Assignment:
Reproduce the following records exactly from the line containing "Target: yellow flower" onward, ending with the last line and including it.

Excerpted records:

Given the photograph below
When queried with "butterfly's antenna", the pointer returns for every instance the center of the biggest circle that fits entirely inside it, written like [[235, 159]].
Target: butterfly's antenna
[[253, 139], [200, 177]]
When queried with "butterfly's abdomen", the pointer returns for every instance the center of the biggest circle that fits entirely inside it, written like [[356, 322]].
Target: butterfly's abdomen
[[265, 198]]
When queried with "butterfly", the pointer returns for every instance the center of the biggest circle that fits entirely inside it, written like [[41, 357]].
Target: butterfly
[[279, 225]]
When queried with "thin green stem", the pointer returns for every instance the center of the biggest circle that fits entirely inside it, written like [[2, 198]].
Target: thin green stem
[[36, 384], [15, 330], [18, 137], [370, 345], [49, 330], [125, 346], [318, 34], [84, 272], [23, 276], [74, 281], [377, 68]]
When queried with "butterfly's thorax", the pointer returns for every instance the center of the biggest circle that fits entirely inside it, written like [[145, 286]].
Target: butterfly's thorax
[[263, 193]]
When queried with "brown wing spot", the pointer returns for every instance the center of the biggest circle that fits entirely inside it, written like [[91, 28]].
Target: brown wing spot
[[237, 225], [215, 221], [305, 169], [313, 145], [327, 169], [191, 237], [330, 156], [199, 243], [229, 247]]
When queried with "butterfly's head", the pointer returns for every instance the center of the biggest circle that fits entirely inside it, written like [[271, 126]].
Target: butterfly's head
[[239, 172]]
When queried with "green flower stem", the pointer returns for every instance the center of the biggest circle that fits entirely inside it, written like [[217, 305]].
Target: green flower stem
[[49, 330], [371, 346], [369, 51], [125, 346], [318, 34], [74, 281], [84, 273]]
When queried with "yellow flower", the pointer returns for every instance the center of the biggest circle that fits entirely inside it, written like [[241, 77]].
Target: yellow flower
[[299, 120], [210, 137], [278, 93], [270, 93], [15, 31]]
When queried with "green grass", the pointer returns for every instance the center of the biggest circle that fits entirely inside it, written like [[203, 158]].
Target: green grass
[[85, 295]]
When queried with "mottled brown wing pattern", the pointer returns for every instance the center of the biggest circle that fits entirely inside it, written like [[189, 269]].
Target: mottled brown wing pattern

Solution for this problem:
Target: yellow flower
[[299, 120], [210, 137], [278, 93], [270, 93], [15, 31]]
When queried with "green grass", the pointer returns for every instance the center of the biggest circle that fits entirely inside it, written like [[203, 158]].
Target: green grass
[[85, 295]]
When queried with "mottled brown wing pattern", the pointer returns for every instance the center of the biggest circle that fits entirely inside it, written like [[189, 269]].
Target: mottled brown wing pattern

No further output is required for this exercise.